:: Work to be completed ::
Give every entry again, unchanged, and leave its images out.

:: Location labeling records ::
-- -- --

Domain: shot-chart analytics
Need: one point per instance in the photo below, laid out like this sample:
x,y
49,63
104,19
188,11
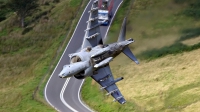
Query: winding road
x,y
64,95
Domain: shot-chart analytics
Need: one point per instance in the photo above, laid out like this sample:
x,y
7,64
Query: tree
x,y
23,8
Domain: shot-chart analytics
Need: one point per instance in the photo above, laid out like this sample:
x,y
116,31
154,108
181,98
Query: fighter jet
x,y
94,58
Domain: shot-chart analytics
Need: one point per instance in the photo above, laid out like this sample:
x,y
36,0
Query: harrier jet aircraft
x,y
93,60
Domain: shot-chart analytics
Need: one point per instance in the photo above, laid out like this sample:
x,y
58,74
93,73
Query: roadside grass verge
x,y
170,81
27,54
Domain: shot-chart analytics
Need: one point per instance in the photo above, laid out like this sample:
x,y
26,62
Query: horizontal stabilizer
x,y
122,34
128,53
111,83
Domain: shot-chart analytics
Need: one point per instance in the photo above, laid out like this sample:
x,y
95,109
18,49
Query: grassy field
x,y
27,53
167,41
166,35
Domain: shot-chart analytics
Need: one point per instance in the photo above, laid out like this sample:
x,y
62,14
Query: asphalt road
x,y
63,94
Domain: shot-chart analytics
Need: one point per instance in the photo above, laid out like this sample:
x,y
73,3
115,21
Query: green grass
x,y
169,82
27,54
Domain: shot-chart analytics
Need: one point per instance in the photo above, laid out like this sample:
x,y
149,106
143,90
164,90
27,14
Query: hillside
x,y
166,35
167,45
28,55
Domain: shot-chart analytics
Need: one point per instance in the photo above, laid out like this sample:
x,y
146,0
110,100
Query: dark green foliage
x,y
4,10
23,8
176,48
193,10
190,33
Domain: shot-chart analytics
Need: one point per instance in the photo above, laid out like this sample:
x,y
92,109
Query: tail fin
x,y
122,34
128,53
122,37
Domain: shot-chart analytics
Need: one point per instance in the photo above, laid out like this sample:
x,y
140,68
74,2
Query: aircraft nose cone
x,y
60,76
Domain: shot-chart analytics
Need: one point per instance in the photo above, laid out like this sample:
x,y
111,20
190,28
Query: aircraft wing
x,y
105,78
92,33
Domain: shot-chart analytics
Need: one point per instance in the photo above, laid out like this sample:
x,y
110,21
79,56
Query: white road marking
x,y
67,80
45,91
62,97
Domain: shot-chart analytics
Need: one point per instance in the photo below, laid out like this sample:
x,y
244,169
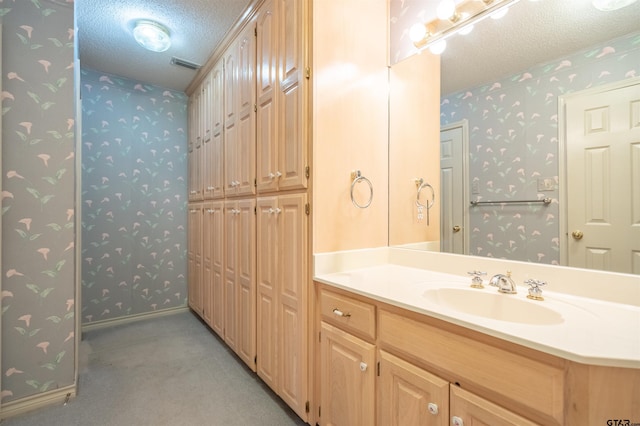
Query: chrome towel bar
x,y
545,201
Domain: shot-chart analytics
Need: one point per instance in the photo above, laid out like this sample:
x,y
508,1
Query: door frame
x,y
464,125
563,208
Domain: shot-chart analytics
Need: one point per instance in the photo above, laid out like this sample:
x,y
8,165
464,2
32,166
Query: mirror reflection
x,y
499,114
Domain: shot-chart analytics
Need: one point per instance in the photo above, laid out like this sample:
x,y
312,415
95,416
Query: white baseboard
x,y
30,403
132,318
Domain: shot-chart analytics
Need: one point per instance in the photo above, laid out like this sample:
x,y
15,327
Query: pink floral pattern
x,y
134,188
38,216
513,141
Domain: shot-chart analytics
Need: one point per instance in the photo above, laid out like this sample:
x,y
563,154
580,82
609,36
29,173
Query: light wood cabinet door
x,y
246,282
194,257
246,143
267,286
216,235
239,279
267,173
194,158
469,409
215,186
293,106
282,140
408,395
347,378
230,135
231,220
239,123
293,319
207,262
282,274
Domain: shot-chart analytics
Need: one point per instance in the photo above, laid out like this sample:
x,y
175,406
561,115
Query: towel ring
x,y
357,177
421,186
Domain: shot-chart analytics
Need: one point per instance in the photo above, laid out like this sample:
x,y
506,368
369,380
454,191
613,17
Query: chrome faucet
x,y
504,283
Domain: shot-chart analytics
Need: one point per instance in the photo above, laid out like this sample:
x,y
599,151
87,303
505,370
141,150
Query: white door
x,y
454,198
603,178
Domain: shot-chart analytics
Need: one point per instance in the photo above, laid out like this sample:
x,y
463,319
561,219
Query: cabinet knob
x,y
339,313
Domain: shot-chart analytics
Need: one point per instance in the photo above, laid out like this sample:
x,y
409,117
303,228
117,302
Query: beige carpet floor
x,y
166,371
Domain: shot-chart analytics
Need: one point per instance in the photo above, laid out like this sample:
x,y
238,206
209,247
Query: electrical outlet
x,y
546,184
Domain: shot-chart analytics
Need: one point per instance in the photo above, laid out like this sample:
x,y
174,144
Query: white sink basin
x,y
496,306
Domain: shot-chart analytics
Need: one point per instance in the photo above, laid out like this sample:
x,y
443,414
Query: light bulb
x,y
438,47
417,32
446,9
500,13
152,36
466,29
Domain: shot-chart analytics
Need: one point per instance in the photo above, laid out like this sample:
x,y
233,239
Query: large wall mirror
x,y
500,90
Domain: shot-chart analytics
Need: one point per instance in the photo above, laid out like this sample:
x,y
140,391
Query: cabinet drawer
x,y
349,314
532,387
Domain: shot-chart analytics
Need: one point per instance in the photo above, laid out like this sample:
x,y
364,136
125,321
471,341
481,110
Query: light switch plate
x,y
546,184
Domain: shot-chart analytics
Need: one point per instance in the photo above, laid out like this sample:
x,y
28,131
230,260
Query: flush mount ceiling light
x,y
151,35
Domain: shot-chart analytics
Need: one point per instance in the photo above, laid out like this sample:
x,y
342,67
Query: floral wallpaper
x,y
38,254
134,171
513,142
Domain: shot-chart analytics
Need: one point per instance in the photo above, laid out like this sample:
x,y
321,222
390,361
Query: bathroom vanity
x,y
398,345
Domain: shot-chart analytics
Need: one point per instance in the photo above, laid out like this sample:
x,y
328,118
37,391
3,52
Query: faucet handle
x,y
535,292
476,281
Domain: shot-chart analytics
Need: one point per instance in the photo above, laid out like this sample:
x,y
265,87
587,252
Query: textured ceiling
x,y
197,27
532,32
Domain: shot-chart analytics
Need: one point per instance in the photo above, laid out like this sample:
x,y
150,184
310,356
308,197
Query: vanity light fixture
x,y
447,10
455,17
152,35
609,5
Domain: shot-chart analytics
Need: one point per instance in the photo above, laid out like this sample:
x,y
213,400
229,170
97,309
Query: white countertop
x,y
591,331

-- -- --

:: Task response ::
Domain: shot-chart analytics
Need: one point per instance in the photo below, laid out like this sample:
x,y
49,63
104,19
188,11
Query: winding road
x,y
64,95
Domain: shot-chart analytics
Need: one point per instance in the photo above, laid out like this sample:
x,y
7,64
Query: tree
x,y
23,8
Domain: shot-chart analytics
Need: one point per instance in the photo above, laid out like this sample:
x,y
116,31
154,108
181,98
Query: fighter jet
x,y
94,58
Domain: shot-chart analytics
Need: one point per instance in the photo above, laid out like this sample:
x,y
36,0
Query: harrier jet aircraft
x,y
93,60
Domain: shot-chart analytics
Need: one point per instance in the photo above, laid out like this sample:
x,y
58,74
93,73
Query: roadside grass verge
x,y
170,81
27,54
Domain: shot-chart analytics
Need: one point per instance in the photo above, laid out like this sample:
x,y
26,62
Query: horizontal stabilizer
x,y
122,34
128,53
111,83
Domain: shot-chart analytics
Need: one point per instance in the photo above, laid out like this sample:
x,y
95,109
18,49
Query: grassy field
x,y
27,53
167,41
166,35
Domain: shot-chart analytics
Need: one point per instance in the photo above, laid out like this sample:
x,y
62,14
Query: asphalt road
x,y
63,94
Domain: shot-chart analytics
Need: one point per instance in the photo above, laid out like this sample:
x,y
73,3
115,21
Query: green grass
x,y
169,82
27,54
Domain: shot-chart analytics
Need: one point per instance in the photo above, laid out like this sample:
x,y
149,106
143,90
164,90
27,14
Query: hillside
x,y
166,35
167,45
28,55
Domain: shot-chart analytics
Need: one point per instance in the photo above, laid out like this sample:
x,y
146,0
110,100
Query: dark green foliage
x,y
4,10
23,8
176,48
193,10
190,33
Domain: shot-chart analytics
Need: one point per instance in the photo above, laid out like this sample:
x,y
92,109
Query: tail fin
x,y
122,34
128,53
122,37
Domain: shot-chart analytics
Need: one point per instance in the photo above, laid out like this sample:
x,y
140,68
74,2
Query: aircraft nose cone
x,y
60,76
Domain: shot-chart analytics
Need: one point per instance in the photo above, laid out like this sample:
x,y
111,20
190,28
Query: aircraft wing
x,y
105,78
92,33
Domain: shot-chart analytics
Need: one point per instance in the photo above, laid out like this sample:
x,y
110,21
79,56
Query: white road marking
x,y
67,80
45,91
62,97
Domain: shot-chart analytics
Need: one point per instance in the photo below, laid out like this sample:
x,y
244,169
Query: chrome towel bar
x,y
545,201
Domain: shot-chart analytics
Need: one point per instance in the photo above, laid out like this sample:
x,y
508,1
Query: door frame
x,y
464,125
563,208
Domain: shot-chart analytics
Need: one point per instance in the photo above, laid out like this sample:
x,y
8,165
464,2
32,166
Query: mirror reflection
x,y
499,114
Domain: shot-chart analytics
Need: one point per instance in the photo above, laid out like this sample:
x,y
312,415
95,416
Query: white baseboard
x,y
30,403
132,318
Domain: shot-chart analytics
Need: one point per instance in the photo above, laid out like this sample:
x,y
15,327
Query: pink floral pattern
x,y
134,188
38,216
513,141
Domain: shot-chart analytics
Need: one point per instance in the photo above, laid out like this sample:
x,y
563,154
580,82
609,36
29,173
Query: light wood cabinet door
x,y
246,282
194,257
246,143
267,286
216,235
239,279
267,173
194,158
469,409
215,186
293,106
282,140
408,395
347,378
230,135
231,220
239,123
293,319
207,262
282,274
Domain: shot-chart analytics
Need: one point per instance in the photo above, laid out like this sample:
x,y
175,406
561,115
Query: towel ring
x,y
357,177
421,186
Domain: shot-chart analytics
Need: one point per instance in the photo above, laid out like this sample:
x,y
506,368
369,380
454,191
613,17
Query: chrome faucet
x,y
504,283
Domain: shot-chart analytics
Need: one point per instance in the photo above, laid out like this sample:
x,y
599,151
87,303
505,370
141,150
Query: white door
x,y
454,198
603,178
Domain: shot-chart analytics
Need: one point per instance in the photo above, laid out like this sample:
x,y
463,319
561,219
Query: cabinet knob
x,y
339,313
Domain: shot-chart analytics
Need: one point per instance in the photo above, laid out like this sample:
x,y
409,117
303,228
117,302
Query: beige carpet floor
x,y
166,371
Domain: shot-chart analytics
Need: one point per instance in the photo above, laid out like this sample:
x,y
238,206
209,247
Query: electrical outlet
x,y
546,184
Domain: shot-chart analytics
Need: one point per instance in the photo above, laid out like this sample:
x,y
174,144
Query: white sink basin
x,y
496,306
Domain: shot-chart analytics
Need: one point per instance in the photo above, laid out like this sample:
x,y
443,414
Query: light bulb
x,y
438,47
417,32
446,9
500,13
152,36
466,29
Domain: shot-chart analytics
Need: one point per instance in the photo above, laid out like this sample:
x,y
233,239
Query: large wall mirror
x,y
500,90
Domain: shot-chart analytics
Need: one point per instance in the photo above, laid out like this sample:
x,y
140,391
Query: cabinet drawer
x,y
349,314
532,387
Domain: shot-chart analytics
Need: one point per instance in the photo above, laid out like this sample:
x,y
364,136
125,321
471,341
481,110
Query: light switch plate
x,y
546,184
Domain: shot-chart analytics
Need: one point per instance in the photo above, laid out like this sample:
x,y
28,131
230,260
Query: flush mount ceiling light
x,y
151,35
Domain: shot-chart analytics
Need: one point per instance in the photo above, laid out like this sample:
x,y
342,67
Query: floral wallpaper
x,y
38,254
134,171
513,142
Domain: shot-chart analytics
Need: one point per instance in the photo above, laid out like this sample:
x,y
321,222
390,361
Query: bathroom vanity
x,y
398,345
Domain: shot-chart analytics
Need: one point per instance in the photo above, laid out like this sample:
x,y
328,118
37,391
3,52
Query: faucet handle
x,y
535,292
476,281
Domain: shot-chart analytics
Need: one point per instance in the photo above, laid out like this sample:
x,y
265,87
587,252
Query: textured ceiling
x,y
197,27
532,32
Domain: shot-chart analytics
Need: one point per instance in the photo above, laid out like this sample:
x,y
150,184
310,356
308,197
Query: vanity light fixture
x,y
447,10
455,17
152,35
609,5
Domain: shot-chart analytics
Need: one point per instance in the photo above, laid out like this sample:
x,y
213,400
229,170
97,309
Query: white countertop
x,y
591,331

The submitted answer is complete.